● **Text**:
● ● ● ● ●
In this paper, we provide the theoretical foundations of the electrodefomation method and show how to utilize it to simultaneously measure bending rigidity, tension and capacitance of lipid bilayer membranes.

2. MATERIALS AND METHODS

2.1. The electrodeformation method

The method relies on the entropic elasticity of lipid bilayers. Lipid bilayers are very soft and thermal fluctuations cause membrane undulations that store area. Application of electric stress causes vesicle deformation and the vesicle apparent area A increases due to flattening of the thermally-driven suboptical membrane undulations, see Figure 1. Restricting the fluctuations raises the membrane tension [22, 30]

$$\sigma ={\sigma }_0\exp \left[\frac{8\pi \kappa }{k_{B}T}\alpha \right],\alpha =\frac{A-A_0}{A_0}$$ (1)

FIG. 1.

An initially spherical vesicle deforms into an ellipsoid and its apparent area increase when a uniform AC electric field is applied. The conductivity conditions inside and outside the vesicle correspond to λ_in = 25 μS/m (0.2 mM NaCl) and λ_ex = 3 μS/m (0 mM NaCl). The conductivity ratio is Λ = 8.33. The AC field frequency is 10 kHz. Images are obtained with phase contrast microscopy.
● ● ● ● ●
(Dataset items)
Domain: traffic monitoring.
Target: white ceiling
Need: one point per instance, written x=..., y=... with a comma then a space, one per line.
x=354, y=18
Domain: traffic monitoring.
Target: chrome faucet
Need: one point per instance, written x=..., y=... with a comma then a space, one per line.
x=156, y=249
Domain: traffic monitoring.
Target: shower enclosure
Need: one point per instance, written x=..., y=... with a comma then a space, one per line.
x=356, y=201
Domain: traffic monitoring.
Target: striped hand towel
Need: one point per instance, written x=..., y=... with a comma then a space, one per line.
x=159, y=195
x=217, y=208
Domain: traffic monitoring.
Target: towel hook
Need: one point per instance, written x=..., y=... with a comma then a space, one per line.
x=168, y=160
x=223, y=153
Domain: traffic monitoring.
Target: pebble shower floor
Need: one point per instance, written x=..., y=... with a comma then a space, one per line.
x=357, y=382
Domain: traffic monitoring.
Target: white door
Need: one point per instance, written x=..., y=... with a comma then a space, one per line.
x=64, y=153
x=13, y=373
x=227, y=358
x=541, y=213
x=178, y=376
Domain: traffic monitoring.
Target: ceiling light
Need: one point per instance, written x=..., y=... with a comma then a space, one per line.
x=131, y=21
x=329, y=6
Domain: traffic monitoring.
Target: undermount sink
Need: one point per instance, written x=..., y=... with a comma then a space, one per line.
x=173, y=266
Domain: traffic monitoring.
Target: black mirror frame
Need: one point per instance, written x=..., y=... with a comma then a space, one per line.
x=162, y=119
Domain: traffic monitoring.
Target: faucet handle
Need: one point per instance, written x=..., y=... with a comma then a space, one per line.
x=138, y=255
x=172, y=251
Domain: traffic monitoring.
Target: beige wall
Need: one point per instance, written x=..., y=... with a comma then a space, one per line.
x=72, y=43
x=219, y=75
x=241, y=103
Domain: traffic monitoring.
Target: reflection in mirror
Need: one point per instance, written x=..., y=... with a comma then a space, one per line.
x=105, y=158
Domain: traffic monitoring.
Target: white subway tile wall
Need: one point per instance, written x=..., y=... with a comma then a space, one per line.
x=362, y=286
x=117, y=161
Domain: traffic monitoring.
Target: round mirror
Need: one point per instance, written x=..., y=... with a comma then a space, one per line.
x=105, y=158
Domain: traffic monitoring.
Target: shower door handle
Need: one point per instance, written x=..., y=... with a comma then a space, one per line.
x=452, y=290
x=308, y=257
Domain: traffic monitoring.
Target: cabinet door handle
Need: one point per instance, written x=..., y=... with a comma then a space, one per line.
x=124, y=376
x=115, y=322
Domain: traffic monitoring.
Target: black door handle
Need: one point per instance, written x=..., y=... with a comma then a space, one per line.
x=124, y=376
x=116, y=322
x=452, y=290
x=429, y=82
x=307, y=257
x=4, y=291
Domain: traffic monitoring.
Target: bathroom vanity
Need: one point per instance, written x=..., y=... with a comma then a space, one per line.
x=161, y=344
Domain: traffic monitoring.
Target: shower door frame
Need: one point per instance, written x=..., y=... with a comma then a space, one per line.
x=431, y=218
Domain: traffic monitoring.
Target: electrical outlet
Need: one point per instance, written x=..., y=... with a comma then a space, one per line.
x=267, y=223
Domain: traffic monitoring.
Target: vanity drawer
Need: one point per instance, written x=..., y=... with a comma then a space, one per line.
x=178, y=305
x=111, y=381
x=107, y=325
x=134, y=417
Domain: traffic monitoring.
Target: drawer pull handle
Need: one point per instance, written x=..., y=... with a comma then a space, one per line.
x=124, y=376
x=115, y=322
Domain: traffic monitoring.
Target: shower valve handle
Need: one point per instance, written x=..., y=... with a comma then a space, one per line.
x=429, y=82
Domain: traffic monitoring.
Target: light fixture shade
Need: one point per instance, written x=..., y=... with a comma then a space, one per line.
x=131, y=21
● ● ● ● ●
Repeat the electrodeformation passage in full, word for word. The records were drawn from a different source than the electrodeformation passage.

In this paper, we provide the theoretical foundations of the electrodefomation method and show how to utilize it to simultaneously measure bending rigidity, tension and capacitance of lipid bilayer membranes.

2. MATERIALS AND METHODS

2.1. The electrodeformation method

The method relies on the entropic elasticity of lipid bilayers. Lipid bilayers are very soft and thermal fluctuations cause membrane undulations that store area. Application of electric stress causes vesicle deformation and the vesicle apparent area A increases due to flattening of the thermally-driven suboptical membrane undulations, see Figure 1. Restricting the fluctuations raises the membrane tension [22, 30]

$$\sigma ={\sigma }_0\exp \left[\frac{8\pi \kappa }{k_{B}T}\alpha \right],\alpha =\frac{A-A_0}{A_0}$$ (1)

FIG. 1.

An initially spherical vesicle deforms into an ellipsoid and its apparent area increase when a uniform AC electric field is applied. The conductivity conditions inside and outside the vesicle correspond to λ_in = 25 μS/m (0.2 mM NaCl) and λ_ex = 3 μS/m (0 mM NaCl). The conductivity ratio is Λ = 8.33. The AC field frequency is 10 kHz. Images are obtained with phase contrast microscopy.